**Problems to solve**.
#1 In the New Jersey MCA law page below, how much debt forgiveness did the consent order in the Yellowstone Capital enforcement require?
#2 List every resolution strategy that the New Jersey MCA law page below names.
#3 Extend the page on New Jersey MCA law below, picking up after its final line.

**Page extract**.
★ ★ ★ ★

The Legal Ground You’re Standing On
New Jersey MCA law: the three facts that shape every option
Every resolution strategy — renegotiation, settlement, defense, refinancing — plays out differently depending on these three pieces of New Jersey law. A firm that can’t speak to them isn’t the best firm for a New Jersey file.
1Usury limits & the recharacterization question
New Jersey's civil usury cap (N.J.S.A. 31:1-1 — 16% maximum contract rate) contains business exceptions broad enough that it rarely protects commercial borrowers. The meaningful backstop is criminal usury (N.J.S.A. 2C:21-19): above 30% per annum is criminally usurious for loans to individuals, above 50% for loans to corporations and LLCs — and charging over 50% is a second-degree crime. MCAs are structured as receivables purchases, but recharacterization risk is very real here: the NJ Attorney General's Yellowstone Capital enforcement alleged that fixed-payment MCAs were effectively loans at rates far above the usury limits, and the resulting consent order required $21.7 million in debt forgiveness. Yellowstone was a New Jersey-based funder — this state is where much of the industry's enforcement history actually happened.
Sources: N.J.S.A. 2C:21-19 (criminal usury — 30%/50%) · N.J.S.A. 31:1-1 (civil usury) · NJ OAG — $27.375M Yellowstone settlement (Jan. 2023)

★ ★ ★ ★

**Material supplied**.
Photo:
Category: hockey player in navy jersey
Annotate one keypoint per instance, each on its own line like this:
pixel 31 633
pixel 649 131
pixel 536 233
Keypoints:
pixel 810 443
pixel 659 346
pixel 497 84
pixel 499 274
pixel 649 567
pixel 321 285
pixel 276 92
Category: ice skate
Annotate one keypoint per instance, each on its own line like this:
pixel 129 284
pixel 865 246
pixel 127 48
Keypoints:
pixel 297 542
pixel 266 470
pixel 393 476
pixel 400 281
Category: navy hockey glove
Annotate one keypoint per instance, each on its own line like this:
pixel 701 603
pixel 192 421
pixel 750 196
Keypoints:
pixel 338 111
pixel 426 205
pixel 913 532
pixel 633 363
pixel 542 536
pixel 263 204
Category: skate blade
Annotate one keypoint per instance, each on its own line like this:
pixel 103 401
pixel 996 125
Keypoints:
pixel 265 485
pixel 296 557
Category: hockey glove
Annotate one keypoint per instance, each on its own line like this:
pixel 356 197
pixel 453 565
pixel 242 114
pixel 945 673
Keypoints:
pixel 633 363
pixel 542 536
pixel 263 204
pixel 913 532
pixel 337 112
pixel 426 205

★ ★ ★ ★

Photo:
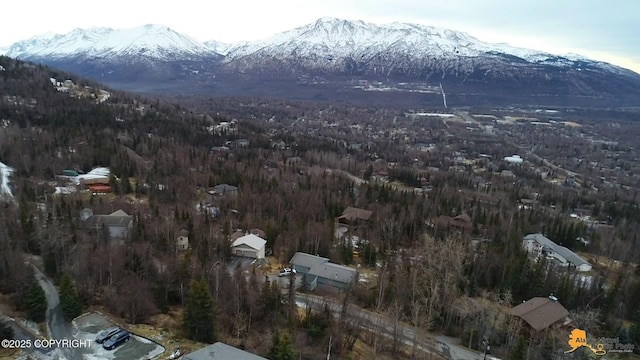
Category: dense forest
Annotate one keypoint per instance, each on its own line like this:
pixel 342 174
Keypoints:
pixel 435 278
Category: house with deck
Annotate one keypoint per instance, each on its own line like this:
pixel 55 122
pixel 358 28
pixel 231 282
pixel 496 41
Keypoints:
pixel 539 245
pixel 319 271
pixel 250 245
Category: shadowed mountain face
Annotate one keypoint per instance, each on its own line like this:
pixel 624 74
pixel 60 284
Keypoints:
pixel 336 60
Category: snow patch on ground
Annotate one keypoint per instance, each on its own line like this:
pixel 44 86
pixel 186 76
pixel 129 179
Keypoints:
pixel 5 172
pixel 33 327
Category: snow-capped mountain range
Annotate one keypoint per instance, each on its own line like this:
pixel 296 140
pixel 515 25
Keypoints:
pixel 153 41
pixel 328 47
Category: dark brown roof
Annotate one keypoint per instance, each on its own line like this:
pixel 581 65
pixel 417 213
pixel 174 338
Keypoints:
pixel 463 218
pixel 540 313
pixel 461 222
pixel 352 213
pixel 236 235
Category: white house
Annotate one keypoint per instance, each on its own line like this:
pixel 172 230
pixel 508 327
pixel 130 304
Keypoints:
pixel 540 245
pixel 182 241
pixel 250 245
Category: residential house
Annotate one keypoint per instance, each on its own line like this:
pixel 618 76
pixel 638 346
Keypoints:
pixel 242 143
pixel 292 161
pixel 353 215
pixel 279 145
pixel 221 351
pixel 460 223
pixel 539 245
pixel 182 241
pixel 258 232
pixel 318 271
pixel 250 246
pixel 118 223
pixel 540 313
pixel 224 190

★ ★ ★ ★

**Results of the exercise**.
#1 $21.7 million

#2 Renegotiation, settlement, defense, refinancing

#3
2Confessions of judgment in New Jersey
Severely restricted in NJ courts New Jersey Court Rule 4:45-1 bars entering judgment by confession on a warrant of attorney contained in a payment instrument except on motion with notice served like a summons, and Rule 4:45-2 requires the creditor to file the original instrument plus an affidavit of true consideration and amount due — eliminating the surprise cognovit judgment MCA funders historically used. The caveat: a confessed judgment validly entered in another state can still be domesticated in New Jersey under full faith and credit. The 2023 Yellowstone consent order also specifically restricted that funder's use of confessions of judgment.
Sources: N.J. Court Rule 4:45 (judgment by confession) · NJ OAG — Yellowstone consent order (COJ restrictions)
3Commercial financing disclosure: where New Jersey stands
New Jersey has no commercial financing disclosure law in force as of mid-2026 — but it keeps trying. S1760, introduced January 2026, would require providers of sales-based financing to give TILA-style disclosures including finance charge, total repayment amount, payment schedule, fees, prepayment terms, and an estimated APR (exempting banks, transactions over $500,000, and low-volume providers). It follows S233 (2020), S819 (2022), and S1397 (2024), all of which died in committee. Until one passes, New Jersey merchants hold no statutory disclosure rights — notable in the state where Yellowstone was headquartered.
Sources: S1760 bill text (NJ Legislature, 2026) · deBanked — NJ reintroduces APR disclosure bill (Jan. 2026)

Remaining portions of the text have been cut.